▸ Work to complete:
From the line with "shape [[341, 111]]." down to the final line of the material below, quote every line exactly and leave out all lines before it.

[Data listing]
---*---

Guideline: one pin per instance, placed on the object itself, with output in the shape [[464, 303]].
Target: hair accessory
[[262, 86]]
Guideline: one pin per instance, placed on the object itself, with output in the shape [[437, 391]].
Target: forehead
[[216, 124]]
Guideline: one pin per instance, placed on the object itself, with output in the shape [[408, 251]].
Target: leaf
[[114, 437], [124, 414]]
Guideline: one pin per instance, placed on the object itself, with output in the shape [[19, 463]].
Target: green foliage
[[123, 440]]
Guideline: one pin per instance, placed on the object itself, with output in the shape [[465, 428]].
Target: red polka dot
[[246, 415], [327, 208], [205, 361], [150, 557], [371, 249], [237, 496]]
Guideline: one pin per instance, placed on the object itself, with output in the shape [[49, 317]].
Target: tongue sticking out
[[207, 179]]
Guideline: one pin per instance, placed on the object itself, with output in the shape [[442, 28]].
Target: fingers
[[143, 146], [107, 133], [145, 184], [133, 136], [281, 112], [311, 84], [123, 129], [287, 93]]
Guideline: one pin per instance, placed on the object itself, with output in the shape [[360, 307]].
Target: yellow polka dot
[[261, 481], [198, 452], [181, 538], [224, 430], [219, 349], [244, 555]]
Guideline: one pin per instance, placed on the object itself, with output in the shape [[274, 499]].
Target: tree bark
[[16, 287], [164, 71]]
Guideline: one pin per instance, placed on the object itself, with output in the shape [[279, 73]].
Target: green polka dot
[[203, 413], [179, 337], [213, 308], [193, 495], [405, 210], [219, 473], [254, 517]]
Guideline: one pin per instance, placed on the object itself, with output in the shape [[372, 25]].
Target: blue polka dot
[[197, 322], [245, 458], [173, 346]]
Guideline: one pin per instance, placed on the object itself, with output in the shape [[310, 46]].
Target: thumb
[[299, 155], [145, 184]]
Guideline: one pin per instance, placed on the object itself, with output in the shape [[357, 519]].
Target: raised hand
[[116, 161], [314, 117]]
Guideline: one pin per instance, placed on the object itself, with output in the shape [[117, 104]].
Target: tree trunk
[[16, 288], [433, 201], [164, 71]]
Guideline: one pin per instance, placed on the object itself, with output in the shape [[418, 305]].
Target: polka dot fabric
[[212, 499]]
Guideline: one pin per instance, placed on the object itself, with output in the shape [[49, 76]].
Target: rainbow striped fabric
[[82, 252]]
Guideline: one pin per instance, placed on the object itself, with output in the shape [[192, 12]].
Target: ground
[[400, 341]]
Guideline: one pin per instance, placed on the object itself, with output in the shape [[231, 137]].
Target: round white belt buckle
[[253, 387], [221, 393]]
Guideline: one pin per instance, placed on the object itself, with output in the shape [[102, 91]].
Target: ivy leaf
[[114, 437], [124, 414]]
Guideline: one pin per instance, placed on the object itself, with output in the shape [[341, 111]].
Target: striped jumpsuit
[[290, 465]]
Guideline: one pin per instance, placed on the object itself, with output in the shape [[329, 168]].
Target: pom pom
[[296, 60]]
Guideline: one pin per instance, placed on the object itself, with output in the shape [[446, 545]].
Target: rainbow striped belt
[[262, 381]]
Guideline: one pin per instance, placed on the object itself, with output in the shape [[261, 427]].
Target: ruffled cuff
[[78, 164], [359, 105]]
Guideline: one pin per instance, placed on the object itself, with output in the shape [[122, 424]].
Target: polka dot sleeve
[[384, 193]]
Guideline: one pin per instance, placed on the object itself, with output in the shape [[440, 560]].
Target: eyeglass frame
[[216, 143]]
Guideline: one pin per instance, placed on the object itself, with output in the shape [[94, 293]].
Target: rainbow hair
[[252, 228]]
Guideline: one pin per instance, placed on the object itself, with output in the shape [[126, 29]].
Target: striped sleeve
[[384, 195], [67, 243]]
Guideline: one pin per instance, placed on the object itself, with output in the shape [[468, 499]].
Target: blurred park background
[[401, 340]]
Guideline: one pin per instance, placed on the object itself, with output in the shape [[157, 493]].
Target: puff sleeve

---*---

▸ Final result:
Guideline: one pin per instance, placed on the object itself, with output in the shape [[341, 111]].
Target: striped jumpsuit
[[290, 465]]
Guideline: one pin per instance, placed on the object itself, with output in the shape [[329, 168]].
Target: pom pom
[[296, 60]]
Guideline: one pin per instance, placed on the object itself, with output in the shape [[446, 545]].
Target: rainbow striped belt
[[262, 381]]
Guideline: one pin per instance, placed on the object itself, with output in the shape [[261, 427]].
Target: ruffled cuff
[[78, 164], [359, 105]]
Guideline: one pin per instance, placed on the object itself, with output in the shape [[122, 424]].
Target: polka dot sleeve
[[384, 193]]
Guideline: one pin per instance, placed on the object itself, with output in the shape [[440, 560]].
Target: eyeglass frame
[[216, 143]]
Guideline: one pin per instance, placed on the object itself, with output in the shape [[94, 293]].
Target: rainbow hair
[[252, 228]]
Guideline: one pin per instance, placed on the object itself, with output in the shape [[126, 29]].
Target: striped sleeve
[[384, 195], [67, 243]]
Guideline: one pin per instance, placed on the object itself, with output in the shape [[468, 499]].
Target: blurred park background
[[401, 340]]
Guideline: one pin per instance, placed on the object itself, with output in the shape [[157, 493]].
Target: puff sleeve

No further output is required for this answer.